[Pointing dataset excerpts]
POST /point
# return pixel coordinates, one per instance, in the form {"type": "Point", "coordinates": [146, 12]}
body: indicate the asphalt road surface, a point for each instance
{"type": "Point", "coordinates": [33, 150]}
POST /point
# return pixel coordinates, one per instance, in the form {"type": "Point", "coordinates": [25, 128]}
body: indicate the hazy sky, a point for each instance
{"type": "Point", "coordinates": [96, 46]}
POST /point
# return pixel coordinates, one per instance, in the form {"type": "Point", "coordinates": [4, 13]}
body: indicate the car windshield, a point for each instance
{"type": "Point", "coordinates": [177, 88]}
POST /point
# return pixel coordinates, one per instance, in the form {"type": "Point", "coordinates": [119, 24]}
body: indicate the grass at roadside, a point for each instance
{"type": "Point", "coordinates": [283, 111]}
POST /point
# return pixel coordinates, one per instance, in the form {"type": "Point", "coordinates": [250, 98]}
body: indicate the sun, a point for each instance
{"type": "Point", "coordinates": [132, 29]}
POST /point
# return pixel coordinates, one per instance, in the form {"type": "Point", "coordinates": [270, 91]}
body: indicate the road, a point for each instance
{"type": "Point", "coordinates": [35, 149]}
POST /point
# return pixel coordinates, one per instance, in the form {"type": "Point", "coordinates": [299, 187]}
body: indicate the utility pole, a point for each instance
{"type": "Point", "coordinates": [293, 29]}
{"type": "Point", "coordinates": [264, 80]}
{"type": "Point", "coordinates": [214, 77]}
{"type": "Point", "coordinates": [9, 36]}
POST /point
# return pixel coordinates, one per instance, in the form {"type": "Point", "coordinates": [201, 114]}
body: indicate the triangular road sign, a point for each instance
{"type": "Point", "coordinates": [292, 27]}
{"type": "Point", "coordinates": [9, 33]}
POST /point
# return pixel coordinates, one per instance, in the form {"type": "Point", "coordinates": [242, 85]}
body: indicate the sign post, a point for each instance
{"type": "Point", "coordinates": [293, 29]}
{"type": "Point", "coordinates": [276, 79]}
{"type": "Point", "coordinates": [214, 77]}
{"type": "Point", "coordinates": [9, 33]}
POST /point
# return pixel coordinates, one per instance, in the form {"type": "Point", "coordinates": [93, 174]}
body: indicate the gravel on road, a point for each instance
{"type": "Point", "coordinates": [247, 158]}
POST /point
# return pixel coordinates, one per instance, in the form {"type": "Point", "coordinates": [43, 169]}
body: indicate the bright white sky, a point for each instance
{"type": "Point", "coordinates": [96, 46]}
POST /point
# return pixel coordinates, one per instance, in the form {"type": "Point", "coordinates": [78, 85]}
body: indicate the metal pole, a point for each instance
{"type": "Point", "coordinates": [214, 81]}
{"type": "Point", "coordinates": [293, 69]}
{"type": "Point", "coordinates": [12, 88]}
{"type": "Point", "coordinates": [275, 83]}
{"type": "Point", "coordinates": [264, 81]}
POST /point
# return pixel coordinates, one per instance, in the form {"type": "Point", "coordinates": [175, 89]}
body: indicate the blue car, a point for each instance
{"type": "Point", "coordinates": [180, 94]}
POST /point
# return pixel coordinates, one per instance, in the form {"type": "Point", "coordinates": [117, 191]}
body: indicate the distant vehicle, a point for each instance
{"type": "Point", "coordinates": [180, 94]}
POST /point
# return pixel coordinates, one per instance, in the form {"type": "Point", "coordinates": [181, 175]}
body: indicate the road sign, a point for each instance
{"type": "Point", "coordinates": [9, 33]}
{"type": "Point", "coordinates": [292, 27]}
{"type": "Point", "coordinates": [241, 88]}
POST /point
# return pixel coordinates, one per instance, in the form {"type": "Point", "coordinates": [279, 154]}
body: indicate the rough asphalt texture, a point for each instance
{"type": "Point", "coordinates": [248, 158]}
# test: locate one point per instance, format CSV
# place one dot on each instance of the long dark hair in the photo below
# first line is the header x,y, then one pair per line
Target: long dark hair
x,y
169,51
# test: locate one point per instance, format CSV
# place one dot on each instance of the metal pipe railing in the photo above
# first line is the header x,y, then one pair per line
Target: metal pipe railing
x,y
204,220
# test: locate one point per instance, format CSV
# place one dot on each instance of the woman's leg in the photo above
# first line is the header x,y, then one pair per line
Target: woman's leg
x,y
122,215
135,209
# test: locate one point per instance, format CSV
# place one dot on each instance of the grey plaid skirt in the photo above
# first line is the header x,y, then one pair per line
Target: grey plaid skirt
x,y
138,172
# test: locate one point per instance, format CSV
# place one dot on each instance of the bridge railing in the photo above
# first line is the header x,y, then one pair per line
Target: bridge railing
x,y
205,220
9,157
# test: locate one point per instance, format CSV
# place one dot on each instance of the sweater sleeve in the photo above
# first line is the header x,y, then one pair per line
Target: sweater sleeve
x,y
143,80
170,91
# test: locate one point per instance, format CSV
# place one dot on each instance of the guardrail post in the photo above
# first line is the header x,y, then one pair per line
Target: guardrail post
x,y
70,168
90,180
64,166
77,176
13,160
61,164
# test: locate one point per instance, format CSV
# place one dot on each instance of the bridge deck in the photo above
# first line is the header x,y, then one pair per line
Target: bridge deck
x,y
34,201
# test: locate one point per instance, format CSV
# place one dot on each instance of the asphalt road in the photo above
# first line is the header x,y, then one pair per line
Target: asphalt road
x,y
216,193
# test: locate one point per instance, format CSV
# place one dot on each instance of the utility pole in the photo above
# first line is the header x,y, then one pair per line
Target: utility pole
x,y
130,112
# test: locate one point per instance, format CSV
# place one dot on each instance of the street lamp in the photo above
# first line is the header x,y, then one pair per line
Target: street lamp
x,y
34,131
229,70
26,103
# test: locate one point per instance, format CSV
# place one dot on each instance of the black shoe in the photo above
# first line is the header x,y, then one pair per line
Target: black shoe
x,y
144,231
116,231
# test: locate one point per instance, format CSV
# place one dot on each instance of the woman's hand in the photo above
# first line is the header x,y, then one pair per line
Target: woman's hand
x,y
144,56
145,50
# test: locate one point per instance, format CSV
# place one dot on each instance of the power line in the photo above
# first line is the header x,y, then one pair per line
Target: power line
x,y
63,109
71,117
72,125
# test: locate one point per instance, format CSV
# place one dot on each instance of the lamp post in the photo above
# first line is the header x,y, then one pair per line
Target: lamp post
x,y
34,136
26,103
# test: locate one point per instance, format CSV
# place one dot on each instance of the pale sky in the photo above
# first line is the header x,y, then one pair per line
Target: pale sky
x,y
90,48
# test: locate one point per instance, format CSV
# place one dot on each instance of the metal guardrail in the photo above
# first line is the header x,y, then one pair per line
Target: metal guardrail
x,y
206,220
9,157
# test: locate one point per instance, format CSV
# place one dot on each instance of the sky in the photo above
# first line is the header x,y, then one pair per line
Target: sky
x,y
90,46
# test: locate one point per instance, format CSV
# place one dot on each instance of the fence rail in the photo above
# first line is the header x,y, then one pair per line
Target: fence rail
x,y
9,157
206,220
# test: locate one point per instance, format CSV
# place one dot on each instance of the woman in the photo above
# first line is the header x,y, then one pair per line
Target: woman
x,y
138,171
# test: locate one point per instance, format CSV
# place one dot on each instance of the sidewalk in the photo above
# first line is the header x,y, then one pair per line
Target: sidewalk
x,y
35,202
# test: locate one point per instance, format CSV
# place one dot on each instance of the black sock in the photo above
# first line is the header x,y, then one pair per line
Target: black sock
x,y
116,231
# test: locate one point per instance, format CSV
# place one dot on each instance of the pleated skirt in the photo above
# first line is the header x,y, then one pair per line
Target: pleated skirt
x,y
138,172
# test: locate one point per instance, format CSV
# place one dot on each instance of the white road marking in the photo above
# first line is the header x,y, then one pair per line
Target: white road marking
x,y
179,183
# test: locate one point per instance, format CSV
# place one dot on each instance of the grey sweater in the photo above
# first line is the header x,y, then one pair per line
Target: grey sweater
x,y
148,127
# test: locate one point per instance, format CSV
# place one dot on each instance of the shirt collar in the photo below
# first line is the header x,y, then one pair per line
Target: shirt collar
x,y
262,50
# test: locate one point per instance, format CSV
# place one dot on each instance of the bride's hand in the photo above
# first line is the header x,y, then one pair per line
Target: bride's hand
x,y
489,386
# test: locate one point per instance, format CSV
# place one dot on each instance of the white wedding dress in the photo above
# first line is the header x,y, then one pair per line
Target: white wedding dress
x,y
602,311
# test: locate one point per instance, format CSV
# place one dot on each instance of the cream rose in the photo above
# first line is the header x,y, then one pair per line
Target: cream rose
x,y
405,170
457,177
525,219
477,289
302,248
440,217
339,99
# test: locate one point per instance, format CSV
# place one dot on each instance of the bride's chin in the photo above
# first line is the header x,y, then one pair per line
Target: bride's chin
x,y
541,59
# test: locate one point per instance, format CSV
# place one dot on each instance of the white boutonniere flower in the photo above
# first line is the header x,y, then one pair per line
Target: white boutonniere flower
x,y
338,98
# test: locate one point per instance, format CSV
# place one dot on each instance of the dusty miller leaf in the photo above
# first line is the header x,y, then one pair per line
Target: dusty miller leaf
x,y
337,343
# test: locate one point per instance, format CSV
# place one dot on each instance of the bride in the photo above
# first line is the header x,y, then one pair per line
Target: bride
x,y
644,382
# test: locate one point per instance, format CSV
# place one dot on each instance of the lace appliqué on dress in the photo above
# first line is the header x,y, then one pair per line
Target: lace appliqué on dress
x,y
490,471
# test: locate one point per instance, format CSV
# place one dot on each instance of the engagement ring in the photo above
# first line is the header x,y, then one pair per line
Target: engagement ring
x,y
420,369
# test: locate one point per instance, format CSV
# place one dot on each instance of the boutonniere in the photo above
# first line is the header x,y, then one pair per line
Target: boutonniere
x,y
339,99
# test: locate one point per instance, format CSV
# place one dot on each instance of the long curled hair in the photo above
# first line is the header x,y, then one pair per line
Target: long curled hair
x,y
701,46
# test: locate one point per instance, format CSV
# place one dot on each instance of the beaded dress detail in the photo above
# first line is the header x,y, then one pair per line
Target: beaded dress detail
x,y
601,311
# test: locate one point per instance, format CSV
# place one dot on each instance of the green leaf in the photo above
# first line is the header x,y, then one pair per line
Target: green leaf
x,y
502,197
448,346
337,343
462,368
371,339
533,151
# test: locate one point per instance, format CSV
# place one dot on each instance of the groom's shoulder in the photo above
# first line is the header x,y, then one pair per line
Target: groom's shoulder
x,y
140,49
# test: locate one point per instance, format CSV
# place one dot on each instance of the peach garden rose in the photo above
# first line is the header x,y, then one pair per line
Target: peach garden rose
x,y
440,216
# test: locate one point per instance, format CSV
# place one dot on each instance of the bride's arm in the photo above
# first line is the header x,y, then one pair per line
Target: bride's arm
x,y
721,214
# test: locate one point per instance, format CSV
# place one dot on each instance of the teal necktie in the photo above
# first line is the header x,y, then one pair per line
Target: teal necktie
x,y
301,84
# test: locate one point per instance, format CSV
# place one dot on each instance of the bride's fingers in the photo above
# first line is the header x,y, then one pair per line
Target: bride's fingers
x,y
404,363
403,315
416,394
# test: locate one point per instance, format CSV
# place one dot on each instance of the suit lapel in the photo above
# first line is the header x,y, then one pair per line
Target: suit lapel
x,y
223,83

## INSTRUCTIONS FOR THE TASK
Please count the lines in the data above that contain the word "utility" and give only that number.

## EXERCISE RESULT
3